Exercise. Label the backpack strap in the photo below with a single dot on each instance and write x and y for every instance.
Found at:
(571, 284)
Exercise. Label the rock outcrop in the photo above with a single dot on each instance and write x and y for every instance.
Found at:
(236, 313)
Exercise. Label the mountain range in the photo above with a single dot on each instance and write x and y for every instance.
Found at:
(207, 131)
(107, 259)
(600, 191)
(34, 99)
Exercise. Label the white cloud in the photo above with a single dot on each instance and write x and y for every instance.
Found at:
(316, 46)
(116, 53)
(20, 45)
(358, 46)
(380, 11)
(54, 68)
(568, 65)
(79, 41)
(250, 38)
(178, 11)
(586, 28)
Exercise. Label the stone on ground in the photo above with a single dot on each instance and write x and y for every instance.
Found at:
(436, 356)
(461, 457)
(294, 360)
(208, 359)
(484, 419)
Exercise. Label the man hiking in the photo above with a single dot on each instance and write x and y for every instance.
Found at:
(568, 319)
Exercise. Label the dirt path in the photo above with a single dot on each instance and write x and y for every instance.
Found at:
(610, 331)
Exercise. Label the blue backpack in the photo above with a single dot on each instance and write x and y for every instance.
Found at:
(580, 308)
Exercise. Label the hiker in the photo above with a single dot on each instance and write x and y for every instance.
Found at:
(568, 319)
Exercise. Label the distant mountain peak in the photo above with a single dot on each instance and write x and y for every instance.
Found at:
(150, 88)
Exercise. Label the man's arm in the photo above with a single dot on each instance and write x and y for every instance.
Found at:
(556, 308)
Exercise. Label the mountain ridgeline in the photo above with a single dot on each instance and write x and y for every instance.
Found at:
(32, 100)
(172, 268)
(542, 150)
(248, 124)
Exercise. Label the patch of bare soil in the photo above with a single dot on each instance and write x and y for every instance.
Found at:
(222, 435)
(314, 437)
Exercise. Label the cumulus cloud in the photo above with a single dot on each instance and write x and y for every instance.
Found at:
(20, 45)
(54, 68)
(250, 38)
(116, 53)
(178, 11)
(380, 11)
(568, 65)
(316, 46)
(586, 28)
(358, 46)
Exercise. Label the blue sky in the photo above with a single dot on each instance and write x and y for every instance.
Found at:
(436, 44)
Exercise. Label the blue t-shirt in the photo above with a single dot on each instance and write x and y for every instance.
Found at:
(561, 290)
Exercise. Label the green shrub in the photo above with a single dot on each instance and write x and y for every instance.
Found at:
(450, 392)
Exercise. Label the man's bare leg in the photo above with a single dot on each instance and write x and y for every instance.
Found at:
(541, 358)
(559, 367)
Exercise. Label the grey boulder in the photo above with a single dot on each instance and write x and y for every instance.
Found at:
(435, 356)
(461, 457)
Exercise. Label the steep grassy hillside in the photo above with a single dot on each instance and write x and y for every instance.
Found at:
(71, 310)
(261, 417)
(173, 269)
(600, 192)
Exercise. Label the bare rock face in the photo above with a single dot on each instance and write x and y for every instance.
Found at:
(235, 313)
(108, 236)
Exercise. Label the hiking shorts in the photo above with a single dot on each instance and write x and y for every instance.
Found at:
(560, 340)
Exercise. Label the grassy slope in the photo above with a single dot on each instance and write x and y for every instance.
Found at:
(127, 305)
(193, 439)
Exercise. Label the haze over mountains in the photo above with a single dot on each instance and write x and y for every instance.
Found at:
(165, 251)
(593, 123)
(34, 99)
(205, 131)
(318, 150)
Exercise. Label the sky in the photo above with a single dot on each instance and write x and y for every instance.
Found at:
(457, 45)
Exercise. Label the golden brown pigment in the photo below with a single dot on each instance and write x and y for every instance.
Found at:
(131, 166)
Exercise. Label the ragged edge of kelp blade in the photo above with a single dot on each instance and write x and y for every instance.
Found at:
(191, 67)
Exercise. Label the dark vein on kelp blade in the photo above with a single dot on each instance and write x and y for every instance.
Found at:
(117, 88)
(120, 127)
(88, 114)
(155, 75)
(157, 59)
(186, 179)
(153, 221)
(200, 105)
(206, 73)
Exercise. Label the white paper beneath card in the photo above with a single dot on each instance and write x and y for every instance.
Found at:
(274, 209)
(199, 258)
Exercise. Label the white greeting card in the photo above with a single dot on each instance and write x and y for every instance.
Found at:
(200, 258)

=-=-=

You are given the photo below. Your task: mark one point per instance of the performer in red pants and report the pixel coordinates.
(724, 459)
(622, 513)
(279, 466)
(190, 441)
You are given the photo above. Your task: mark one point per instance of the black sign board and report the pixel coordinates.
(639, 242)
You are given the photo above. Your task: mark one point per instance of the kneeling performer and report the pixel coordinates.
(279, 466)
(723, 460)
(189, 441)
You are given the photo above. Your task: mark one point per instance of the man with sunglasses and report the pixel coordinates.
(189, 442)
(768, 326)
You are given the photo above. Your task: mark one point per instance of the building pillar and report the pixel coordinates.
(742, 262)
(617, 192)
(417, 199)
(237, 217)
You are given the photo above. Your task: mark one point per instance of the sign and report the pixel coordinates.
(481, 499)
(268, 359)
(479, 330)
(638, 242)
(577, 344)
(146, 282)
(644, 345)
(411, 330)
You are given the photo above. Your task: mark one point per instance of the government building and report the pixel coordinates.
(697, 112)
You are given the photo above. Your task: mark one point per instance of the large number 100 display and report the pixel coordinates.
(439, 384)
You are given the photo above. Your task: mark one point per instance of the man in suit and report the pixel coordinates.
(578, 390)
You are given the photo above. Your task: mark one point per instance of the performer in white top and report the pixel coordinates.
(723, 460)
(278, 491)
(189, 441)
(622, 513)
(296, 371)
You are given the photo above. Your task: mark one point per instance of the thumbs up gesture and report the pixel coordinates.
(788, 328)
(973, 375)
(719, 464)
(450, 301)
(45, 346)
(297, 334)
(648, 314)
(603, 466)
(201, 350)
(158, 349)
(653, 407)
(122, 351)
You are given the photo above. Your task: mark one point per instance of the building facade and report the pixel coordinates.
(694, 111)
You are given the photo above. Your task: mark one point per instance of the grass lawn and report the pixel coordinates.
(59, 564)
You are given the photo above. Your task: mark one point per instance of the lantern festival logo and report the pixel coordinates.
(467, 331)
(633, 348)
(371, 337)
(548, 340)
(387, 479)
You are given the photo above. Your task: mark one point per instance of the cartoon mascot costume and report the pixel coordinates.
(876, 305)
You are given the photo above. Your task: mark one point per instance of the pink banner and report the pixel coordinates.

=-=-=

Exercise directions = Set down only the lines above that fall between the line holding "top and report the pixel coordinates." and the line holding "banner and report the pixel coordinates.", inclusive, keeping each exact.

The answer =
You are given the photo above. Your task: mark one point per instance of the performer in white top and report the pixel coordinates.
(723, 460)
(278, 491)
(189, 441)
(622, 513)
(296, 371)
You are given the photo above. Your task: mark one point per instance of the thumbs up gesture and report the pixel coordinates.
(788, 328)
(973, 375)
(719, 464)
(450, 301)
(45, 346)
(297, 334)
(648, 314)
(603, 466)
(201, 350)
(158, 349)
(653, 407)
(122, 351)
You are given the photo above. Your task: mark one point per instance of the building facade and report the pixel coordinates.
(694, 111)
You are given the photo above. Your task: mark one point per instance of the grass lawn and report the pixel coordinates.
(59, 564)
You are given the photo above. Your task: mark one point per instance of the lantern festival logo and report the pixel coordinates.
(467, 331)
(633, 348)
(371, 337)
(548, 340)
(387, 479)
You are given the photo above. Your task: mark one point per instance of the cartoon mascot costume and report the pixel coordinates.
(876, 305)
You are given the photo above. Your task: mark one point per instance of the pink banner and report the pixel coordinates.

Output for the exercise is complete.